__SELECTION__:
## BEGIN

2.3.1.5. Site Characterization Map¶
In general, site amplifications are computed using a Vs30 grid supplied
by the operator (see the Vs30 parameters vs30file
and vs30default
in the data
section of model.conf for configuration information.)
Each region wishing to implement ShakeMap should have a Vs30 map that covers
the entire area they wish to map.
Some ShakeMap operators have employed existing geotechnically- or geologically-based Vs30 maps, or have developed their own Vs30 map for the area covered by their ShakeMap system. For regions lacking such maps (including most of globe) operators often employ the approach of Wald and Allen (2007), revised by Allen and Wald, (2009b), which provides estimates of Vs30 as a function of more readily available topographic slope data. Wald and Allen’s slope-based Vs30-mapping proxy is employed by the Global ShakeMap (GSM) system.
Recent developments by Wald et al. (2011d) and Thompson et al. (2012; 2014) provide a basis for refining Vs30 maps when Vs30 data constraints are abundant. Their method employs not only geologic units and topographic slope, but also explicitly constrains map values near Vs30 observations using kriging-with-a-trend to introduce the level of spatial variations seen in the Vs30 data (Thompson et al., 2014). An example of Vs30 for California using this approach is provided in Figure 4. Thompson et al. describe how differences among Vs30 base maps translate into variations in site amplification in ShakeMap.

## END

__DATA SEGMENT__:
## BEGIN

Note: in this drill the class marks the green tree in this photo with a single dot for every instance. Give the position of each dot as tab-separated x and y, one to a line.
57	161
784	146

## END

__EXERCISES__:
1 > According to the site characterization section, which system uses Wald and Allen's slope-based Vs30-mapping proxy?
2 > Please print the site characterization section from "2.3.1.5. Site Characterization" up to and including "ShakeMap (GSM) system.".
3 > Do these statements agree with the site characterization section? Answer yes or no for each, quoting the words that decide it.
(a) The operator supplies the Vs30 grid used to compute site amplifications.
(b) The approach of Wald and Allen (2007) estimates Vs30 from geologic units alone.
(c) Figure 4 gives an example of Vs30 for California.
The listing has no connection to the site characterization section.

__THE REPLIES__:
1 > The Global ShakeMap (GSM) system.

2 >
2.3.1.5. Site Characterization Map¶
In general, site amplifications are computed using a Vs30 grid supplied
by the operator (see the Vs30 parameters vs30file
and vs30default
in the data
section of model.conf for configuration information.)
Each region wishing to implement ShakeMap should have a Vs30 map that covers
the entire area they wish to map.
Some ShakeMap operators have employed existing geotechnically- or geologically-based Vs30 maps, or have developed their own Vs30 map for the area covered by their ShakeMap system. For regions lacking such maps (including most of globe) operators often employ the approach of Wald and Allen (2007), revised by Allen and Wald, (2009b), which provides estimates of Vs30 as a function of more readily available topographic slope data. Wald and Allen’s slope-based Vs30-mapping proxy is employed by the Global ShakeMap (GSM) system.

3 >
(a) Yes: "site amplifications are computed using a Vs30 grid supplied by the operator"
(b) No: "provides estimates of Vs30 as a function of more readily available topographic slope data"
(c) Yes: "An example of Vs30 for California using this approach is provided in Figure 4"